Data extracted from a collection
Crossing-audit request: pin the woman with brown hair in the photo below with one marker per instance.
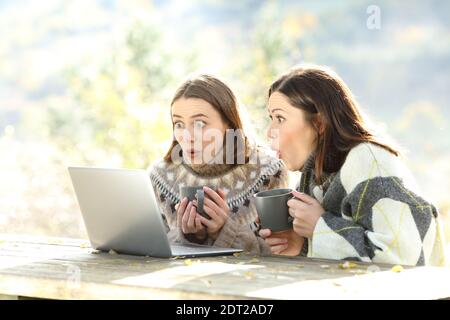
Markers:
(355, 199)
(210, 148)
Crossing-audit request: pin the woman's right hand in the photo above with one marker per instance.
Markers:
(276, 244)
(286, 243)
(189, 220)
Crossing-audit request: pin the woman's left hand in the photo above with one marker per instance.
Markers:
(306, 211)
(217, 209)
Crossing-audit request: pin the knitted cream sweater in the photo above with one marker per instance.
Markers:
(240, 183)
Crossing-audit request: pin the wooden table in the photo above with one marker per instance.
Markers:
(54, 268)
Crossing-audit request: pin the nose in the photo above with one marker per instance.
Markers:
(188, 135)
(271, 132)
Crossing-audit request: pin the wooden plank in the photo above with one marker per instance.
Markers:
(69, 271)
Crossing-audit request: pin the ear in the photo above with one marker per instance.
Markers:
(319, 124)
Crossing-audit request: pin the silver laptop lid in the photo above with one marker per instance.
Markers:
(119, 211)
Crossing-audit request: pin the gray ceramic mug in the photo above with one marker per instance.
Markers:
(272, 209)
(196, 193)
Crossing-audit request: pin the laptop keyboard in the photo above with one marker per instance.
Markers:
(193, 249)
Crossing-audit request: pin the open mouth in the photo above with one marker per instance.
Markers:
(192, 153)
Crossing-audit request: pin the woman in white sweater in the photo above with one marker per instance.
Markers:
(356, 199)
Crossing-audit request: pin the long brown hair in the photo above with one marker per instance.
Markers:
(332, 110)
(222, 99)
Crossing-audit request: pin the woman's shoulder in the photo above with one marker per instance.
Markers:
(262, 159)
(369, 161)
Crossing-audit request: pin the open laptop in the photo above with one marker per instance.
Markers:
(120, 212)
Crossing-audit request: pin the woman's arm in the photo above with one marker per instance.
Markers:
(380, 219)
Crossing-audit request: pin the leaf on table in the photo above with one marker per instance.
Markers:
(347, 265)
(207, 282)
(397, 268)
(178, 257)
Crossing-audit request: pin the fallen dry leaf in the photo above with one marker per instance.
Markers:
(397, 268)
(347, 265)
(207, 283)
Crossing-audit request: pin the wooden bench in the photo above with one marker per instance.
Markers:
(54, 268)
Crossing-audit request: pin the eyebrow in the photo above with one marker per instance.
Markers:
(193, 116)
(277, 109)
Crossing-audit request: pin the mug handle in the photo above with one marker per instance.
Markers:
(290, 219)
(200, 195)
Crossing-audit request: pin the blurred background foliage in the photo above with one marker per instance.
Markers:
(90, 83)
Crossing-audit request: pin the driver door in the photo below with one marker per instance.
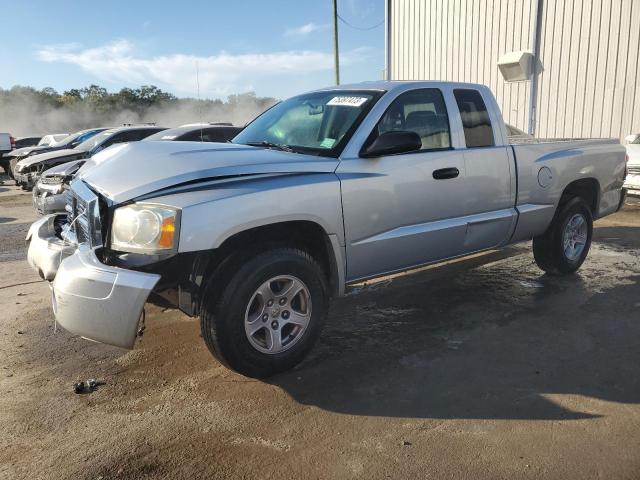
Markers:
(399, 210)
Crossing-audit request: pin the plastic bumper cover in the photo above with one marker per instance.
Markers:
(90, 299)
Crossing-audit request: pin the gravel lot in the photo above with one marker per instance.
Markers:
(478, 369)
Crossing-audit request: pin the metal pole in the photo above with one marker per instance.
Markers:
(336, 59)
(387, 40)
(533, 93)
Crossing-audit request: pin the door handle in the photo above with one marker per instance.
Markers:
(445, 173)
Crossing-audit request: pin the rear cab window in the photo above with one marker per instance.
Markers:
(478, 131)
(421, 111)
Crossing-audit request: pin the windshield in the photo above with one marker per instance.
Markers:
(319, 123)
(93, 142)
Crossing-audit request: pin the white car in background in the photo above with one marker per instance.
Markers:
(633, 164)
(52, 139)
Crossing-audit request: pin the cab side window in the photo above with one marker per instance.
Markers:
(423, 112)
(475, 118)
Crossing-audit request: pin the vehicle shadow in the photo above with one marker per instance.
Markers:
(496, 341)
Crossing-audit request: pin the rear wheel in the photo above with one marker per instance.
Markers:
(266, 315)
(564, 246)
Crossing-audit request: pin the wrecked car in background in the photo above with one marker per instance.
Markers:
(49, 192)
(48, 145)
(28, 170)
(323, 190)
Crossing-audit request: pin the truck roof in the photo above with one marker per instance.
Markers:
(389, 85)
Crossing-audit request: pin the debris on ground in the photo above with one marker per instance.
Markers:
(531, 284)
(87, 386)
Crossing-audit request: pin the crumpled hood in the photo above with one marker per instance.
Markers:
(124, 172)
(49, 156)
(21, 152)
(68, 168)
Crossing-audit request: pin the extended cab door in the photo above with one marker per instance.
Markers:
(405, 210)
(490, 190)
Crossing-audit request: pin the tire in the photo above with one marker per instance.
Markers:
(232, 300)
(550, 251)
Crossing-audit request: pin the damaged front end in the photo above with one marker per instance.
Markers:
(91, 299)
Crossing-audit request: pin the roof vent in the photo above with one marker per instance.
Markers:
(516, 66)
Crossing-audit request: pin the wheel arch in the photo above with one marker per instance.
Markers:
(586, 188)
(304, 234)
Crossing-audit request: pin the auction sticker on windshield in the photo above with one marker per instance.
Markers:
(347, 101)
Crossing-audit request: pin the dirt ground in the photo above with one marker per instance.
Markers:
(479, 369)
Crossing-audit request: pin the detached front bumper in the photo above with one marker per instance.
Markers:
(26, 180)
(48, 199)
(90, 299)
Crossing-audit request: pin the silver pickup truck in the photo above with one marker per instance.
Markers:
(321, 191)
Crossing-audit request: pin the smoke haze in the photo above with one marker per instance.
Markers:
(25, 111)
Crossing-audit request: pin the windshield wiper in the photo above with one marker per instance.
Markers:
(277, 146)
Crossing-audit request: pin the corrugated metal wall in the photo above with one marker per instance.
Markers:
(589, 50)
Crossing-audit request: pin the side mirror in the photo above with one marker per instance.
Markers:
(390, 143)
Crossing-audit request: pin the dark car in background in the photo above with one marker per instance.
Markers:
(49, 193)
(28, 170)
(206, 132)
(71, 141)
(22, 142)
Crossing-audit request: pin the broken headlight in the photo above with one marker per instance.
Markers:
(145, 228)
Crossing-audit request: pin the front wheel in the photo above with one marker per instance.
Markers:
(266, 315)
(564, 246)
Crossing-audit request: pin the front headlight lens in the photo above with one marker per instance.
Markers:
(144, 228)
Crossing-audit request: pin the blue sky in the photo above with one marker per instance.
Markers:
(273, 47)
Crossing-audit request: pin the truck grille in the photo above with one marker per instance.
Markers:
(83, 213)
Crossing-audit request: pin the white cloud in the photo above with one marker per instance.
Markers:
(305, 29)
(220, 74)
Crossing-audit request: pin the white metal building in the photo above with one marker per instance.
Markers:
(587, 80)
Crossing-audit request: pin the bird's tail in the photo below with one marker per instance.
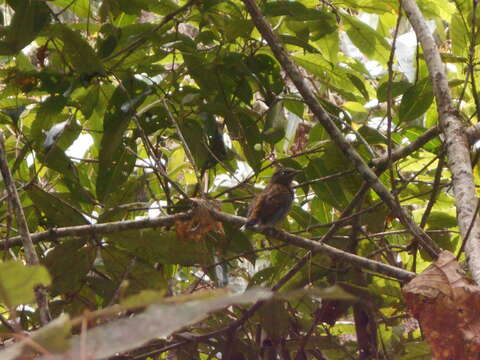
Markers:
(249, 224)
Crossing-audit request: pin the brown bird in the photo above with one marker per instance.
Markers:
(272, 205)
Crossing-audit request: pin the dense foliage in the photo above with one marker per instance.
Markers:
(119, 110)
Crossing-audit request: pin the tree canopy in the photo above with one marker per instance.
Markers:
(135, 134)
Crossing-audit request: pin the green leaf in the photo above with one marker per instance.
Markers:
(57, 210)
(460, 35)
(79, 53)
(53, 337)
(116, 161)
(416, 101)
(29, 19)
(17, 282)
(366, 39)
(294, 9)
(48, 113)
(330, 191)
(397, 88)
(164, 247)
(77, 259)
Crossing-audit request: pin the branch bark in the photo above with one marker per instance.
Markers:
(315, 246)
(456, 139)
(31, 256)
(337, 136)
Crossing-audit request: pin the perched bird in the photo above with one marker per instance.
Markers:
(272, 205)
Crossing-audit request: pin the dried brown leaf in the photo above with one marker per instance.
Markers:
(447, 305)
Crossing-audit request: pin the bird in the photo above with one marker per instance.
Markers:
(272, 205)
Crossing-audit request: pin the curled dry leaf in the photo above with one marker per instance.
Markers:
(447, 305)
(201, 221)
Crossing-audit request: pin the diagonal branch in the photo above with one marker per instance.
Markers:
(30, 253)
(315, 246)
(456, 140)
(337, 136)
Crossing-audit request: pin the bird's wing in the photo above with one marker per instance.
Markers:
(272, 205)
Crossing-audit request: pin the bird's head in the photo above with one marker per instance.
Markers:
(284, 176)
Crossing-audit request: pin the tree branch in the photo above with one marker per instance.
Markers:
(456, 140)
(31, 256)
(337, 136)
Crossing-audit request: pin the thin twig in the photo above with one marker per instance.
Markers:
(31, 256)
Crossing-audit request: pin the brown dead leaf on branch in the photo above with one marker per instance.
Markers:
(201, 221)
(447, 305)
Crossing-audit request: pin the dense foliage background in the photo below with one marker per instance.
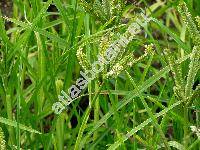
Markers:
(153, 103)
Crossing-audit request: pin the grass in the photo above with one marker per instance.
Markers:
(150, 104)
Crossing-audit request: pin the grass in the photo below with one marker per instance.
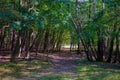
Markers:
(97, 71)
(32, 70)
(23, 68)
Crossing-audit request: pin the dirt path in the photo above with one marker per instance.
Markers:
(62, 64)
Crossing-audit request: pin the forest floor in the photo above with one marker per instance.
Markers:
(60, 66)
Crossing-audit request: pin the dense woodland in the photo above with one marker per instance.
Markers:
(90, 27)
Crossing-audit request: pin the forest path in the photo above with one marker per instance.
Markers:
(62, 63)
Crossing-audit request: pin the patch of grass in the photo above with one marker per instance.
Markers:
(55, 77)
(96, 71)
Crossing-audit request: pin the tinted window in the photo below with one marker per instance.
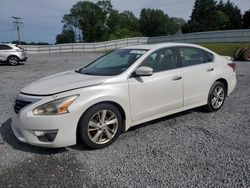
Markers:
(209, 56)
(162, 60)
(192, 56)
(114, 63)
(4, 47)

Task to complete => Copy the final portion of the records: every line from the one containing "Crossing-audit request: pin the grass in the photo below" through the last, word for word, without pictures.

Response =>
Crossing-audit request: pin the grass in the photo below with one marker per instance.
Markers:
(97, 71)
(32, 70)
(23, 68)
Crossing-audit request: pin the dirt path in the photo above with one marker per instance.
Markers:
(62, 64)
Crossing-audit request: pin the forest floor in the photo above with one marker per instance.
Markers:
(60, 66)
Crossing-audit request: pin the dense woodland in the photo above with one marker per instance.
Markers:
(90, 27)
Crossing-audit request: pin the forest path in the photo above with one marker per instance.
Markers:
(62, 63)
Crossing-audit request: pin the patch of grass in the photo above with one marker per instance.
Markers:
(55, 77)
(96, 71)
Crossing-audit request: pin the tinted window in the photo below with one marker per instance.
Markers:
(209, 56)
(162, 60)
(192, 56)
(114, 63)
(4, 47)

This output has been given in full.